◆ Supplied information
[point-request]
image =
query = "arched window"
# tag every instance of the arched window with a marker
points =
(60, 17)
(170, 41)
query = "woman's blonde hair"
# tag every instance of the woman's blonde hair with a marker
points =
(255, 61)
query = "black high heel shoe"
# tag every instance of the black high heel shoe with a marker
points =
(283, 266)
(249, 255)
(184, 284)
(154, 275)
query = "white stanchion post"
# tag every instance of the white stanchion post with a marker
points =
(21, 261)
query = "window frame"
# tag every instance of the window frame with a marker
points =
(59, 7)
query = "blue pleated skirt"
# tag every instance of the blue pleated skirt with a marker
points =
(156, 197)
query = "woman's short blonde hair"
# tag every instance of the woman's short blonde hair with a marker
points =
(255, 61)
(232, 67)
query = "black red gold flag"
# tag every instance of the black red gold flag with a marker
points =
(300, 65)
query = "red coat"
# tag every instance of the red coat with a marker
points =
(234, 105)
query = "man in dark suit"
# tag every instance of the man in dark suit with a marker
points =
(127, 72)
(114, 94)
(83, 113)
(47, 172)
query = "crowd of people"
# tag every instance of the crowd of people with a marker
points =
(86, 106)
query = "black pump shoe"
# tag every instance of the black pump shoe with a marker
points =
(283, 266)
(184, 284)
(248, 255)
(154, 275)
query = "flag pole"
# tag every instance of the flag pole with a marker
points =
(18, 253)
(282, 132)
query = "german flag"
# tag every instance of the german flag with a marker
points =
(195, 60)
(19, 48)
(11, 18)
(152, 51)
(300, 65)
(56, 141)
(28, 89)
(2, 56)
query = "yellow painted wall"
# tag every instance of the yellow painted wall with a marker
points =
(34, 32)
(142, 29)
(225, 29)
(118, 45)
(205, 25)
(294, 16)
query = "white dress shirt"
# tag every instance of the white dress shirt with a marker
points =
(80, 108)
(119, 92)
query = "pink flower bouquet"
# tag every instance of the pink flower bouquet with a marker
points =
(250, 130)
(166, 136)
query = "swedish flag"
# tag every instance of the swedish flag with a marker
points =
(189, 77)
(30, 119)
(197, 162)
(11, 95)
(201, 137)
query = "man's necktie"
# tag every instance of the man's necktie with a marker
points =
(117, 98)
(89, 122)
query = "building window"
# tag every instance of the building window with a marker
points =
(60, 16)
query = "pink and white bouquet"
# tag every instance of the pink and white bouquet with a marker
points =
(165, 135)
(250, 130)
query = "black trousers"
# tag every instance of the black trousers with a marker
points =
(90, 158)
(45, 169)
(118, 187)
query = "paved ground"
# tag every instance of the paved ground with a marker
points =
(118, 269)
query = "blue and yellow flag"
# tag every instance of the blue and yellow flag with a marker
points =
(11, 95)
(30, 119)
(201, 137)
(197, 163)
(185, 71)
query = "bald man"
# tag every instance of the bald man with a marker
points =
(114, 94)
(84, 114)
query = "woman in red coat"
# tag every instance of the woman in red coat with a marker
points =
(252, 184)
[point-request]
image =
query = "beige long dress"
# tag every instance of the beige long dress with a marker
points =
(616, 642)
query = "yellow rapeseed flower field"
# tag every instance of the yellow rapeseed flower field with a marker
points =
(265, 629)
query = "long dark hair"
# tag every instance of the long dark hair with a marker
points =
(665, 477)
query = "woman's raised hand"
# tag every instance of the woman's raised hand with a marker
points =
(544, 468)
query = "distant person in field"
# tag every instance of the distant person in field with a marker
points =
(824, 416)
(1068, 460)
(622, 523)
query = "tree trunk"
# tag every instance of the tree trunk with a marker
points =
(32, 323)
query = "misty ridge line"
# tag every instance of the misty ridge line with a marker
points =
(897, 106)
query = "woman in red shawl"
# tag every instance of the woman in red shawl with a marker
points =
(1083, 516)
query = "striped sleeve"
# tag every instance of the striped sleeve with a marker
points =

◆ Your instructions
Locate every line in the rows above that contains the word "person" and copy each one.

◆ Written answer
query = "distant person in field"
# tag every instance of the distant person in field with a marker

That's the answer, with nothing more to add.